Objective:
Which of the rows below contain the word "castle"? Locate each of them and copy it out in full.

Task inputs:
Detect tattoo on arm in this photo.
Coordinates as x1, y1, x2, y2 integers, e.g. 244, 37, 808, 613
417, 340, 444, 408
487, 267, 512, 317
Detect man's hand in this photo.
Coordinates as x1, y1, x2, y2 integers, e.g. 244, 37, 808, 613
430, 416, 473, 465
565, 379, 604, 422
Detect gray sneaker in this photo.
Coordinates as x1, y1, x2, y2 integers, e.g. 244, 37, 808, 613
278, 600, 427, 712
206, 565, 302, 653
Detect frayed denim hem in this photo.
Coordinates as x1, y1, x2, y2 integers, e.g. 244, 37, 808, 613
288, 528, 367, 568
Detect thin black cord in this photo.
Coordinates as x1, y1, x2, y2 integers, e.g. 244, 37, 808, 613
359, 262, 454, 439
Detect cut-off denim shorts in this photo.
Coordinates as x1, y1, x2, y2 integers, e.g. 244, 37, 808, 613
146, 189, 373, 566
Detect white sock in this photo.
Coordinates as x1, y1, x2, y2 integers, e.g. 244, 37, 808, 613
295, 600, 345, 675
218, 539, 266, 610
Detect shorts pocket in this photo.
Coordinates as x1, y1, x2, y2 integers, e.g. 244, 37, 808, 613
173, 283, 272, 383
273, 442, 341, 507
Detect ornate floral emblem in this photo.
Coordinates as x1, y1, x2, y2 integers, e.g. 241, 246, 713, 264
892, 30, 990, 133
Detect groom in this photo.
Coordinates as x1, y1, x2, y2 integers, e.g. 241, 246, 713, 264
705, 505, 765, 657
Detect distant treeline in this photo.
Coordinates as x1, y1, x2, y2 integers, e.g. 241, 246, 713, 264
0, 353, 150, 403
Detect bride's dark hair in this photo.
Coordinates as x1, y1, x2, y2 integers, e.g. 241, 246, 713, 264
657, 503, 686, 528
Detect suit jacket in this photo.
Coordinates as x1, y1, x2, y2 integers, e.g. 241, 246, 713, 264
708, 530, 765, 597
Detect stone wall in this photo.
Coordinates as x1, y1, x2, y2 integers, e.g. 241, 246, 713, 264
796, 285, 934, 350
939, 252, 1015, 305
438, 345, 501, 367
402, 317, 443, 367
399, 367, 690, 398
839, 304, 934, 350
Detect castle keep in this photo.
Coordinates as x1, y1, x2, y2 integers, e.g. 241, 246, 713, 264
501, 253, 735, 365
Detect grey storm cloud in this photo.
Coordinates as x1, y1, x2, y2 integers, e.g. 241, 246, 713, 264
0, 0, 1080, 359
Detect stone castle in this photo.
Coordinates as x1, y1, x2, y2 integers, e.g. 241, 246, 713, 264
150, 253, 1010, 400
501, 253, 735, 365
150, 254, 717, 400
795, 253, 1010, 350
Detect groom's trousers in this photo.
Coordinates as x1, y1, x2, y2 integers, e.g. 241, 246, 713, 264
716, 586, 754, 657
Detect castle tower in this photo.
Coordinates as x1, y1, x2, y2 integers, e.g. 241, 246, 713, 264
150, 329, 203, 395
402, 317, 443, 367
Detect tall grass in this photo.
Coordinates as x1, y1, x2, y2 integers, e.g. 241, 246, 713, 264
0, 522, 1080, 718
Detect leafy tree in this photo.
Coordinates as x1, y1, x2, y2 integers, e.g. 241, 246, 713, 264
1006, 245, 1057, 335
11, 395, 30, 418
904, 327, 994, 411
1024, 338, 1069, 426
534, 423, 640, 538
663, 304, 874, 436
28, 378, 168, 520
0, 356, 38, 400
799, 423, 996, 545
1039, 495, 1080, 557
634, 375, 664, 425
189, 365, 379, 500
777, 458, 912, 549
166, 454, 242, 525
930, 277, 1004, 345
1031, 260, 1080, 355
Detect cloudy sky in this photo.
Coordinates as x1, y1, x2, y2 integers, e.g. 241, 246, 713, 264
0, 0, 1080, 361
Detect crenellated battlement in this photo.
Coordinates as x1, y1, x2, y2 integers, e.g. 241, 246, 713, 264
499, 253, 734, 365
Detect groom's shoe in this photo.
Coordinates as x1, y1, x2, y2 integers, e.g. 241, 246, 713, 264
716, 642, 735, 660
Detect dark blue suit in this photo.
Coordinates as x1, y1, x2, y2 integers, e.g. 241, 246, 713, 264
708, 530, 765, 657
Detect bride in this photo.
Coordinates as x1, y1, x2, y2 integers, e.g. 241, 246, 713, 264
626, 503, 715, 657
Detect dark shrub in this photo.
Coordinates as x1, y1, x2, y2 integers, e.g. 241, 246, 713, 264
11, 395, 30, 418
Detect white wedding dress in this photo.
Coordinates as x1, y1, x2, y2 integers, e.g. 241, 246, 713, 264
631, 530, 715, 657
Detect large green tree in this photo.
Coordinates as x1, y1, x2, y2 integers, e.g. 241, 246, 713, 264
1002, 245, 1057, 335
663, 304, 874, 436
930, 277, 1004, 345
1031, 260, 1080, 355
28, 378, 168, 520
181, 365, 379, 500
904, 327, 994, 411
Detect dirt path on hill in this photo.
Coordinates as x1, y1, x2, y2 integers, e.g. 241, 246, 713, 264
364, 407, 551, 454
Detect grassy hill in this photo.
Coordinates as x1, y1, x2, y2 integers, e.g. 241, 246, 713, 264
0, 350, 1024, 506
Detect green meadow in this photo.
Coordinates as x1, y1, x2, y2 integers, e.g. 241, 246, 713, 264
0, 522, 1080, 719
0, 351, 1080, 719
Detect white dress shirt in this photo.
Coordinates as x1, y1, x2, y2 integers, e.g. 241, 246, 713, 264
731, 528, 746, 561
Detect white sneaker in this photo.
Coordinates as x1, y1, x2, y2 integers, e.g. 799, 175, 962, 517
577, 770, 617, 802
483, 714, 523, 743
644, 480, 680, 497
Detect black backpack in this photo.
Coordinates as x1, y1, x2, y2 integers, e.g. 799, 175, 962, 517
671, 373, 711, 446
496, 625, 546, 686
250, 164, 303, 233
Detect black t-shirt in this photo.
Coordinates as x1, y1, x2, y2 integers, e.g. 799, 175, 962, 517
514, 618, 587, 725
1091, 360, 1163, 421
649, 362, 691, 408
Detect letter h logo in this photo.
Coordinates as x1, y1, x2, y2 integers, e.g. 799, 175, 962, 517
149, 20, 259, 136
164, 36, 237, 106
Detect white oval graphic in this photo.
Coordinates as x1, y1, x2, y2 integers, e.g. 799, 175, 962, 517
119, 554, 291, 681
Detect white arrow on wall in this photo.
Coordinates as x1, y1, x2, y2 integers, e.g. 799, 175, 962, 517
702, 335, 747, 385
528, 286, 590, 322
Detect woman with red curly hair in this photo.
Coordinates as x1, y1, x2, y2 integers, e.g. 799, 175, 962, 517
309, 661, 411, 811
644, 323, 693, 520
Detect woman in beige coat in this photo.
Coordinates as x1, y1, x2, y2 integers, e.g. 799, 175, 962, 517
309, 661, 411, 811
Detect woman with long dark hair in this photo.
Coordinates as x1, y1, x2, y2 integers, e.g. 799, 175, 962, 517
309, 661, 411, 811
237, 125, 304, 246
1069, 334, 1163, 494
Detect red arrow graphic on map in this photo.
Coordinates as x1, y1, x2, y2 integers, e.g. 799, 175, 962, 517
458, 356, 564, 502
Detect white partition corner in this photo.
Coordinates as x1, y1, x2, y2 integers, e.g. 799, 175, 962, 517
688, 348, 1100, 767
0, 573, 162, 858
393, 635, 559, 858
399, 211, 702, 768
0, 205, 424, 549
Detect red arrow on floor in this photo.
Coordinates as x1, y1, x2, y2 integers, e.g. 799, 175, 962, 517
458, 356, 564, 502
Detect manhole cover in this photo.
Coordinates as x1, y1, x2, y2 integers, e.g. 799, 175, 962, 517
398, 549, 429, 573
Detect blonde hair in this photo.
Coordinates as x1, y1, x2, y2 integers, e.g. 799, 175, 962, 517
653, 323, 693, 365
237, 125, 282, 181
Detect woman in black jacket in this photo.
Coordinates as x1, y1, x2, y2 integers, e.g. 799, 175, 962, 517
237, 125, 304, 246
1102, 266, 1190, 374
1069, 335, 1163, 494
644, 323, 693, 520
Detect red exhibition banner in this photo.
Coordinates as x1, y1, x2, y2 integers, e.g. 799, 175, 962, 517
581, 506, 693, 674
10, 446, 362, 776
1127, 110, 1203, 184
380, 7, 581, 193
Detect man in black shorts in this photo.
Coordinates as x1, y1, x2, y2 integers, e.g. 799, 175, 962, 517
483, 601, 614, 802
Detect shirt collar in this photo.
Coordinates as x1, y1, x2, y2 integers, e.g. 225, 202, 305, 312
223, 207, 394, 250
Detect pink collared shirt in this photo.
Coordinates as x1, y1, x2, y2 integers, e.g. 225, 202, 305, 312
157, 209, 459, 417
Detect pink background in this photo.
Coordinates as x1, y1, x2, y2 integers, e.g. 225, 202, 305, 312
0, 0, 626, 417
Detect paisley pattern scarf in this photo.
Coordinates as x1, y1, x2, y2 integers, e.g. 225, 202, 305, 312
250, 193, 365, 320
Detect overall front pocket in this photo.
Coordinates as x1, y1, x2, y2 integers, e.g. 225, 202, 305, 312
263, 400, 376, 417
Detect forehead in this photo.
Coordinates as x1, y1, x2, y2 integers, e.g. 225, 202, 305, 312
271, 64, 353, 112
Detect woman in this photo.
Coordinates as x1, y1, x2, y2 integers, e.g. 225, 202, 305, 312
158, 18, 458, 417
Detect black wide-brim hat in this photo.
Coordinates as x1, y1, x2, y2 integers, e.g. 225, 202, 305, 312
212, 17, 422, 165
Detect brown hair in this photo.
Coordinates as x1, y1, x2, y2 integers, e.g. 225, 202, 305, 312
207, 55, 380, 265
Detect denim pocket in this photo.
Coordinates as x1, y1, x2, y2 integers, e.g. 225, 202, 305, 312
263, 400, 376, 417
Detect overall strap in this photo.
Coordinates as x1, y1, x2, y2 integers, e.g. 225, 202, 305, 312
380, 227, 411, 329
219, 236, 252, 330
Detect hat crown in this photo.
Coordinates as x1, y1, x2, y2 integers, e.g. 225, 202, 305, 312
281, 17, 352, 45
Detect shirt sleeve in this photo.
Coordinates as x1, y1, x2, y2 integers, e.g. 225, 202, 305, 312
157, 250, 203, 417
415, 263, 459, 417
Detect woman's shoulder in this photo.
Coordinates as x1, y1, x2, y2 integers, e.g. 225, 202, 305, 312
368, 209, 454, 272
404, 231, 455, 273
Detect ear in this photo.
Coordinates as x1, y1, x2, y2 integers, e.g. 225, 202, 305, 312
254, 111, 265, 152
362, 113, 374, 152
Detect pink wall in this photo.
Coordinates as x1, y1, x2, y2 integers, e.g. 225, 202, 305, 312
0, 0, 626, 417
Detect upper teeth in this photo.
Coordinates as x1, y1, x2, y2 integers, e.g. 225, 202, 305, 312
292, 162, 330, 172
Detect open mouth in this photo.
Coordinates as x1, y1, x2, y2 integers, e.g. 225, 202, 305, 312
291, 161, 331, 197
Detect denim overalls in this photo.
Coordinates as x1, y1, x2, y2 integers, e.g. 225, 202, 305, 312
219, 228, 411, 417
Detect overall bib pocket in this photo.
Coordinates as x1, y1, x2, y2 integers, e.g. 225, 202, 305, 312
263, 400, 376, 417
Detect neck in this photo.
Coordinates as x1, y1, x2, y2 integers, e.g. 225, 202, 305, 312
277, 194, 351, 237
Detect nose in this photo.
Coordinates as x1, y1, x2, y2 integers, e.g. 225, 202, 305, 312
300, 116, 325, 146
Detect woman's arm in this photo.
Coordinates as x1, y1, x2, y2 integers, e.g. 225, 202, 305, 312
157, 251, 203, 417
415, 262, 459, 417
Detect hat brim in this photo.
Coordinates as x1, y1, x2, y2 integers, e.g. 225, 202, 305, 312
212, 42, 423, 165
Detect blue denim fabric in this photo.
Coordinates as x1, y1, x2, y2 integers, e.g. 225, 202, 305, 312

In response:
Detect castle keep in this photo.
Detect stone castle in this photo.
Detect castle tower in this photo.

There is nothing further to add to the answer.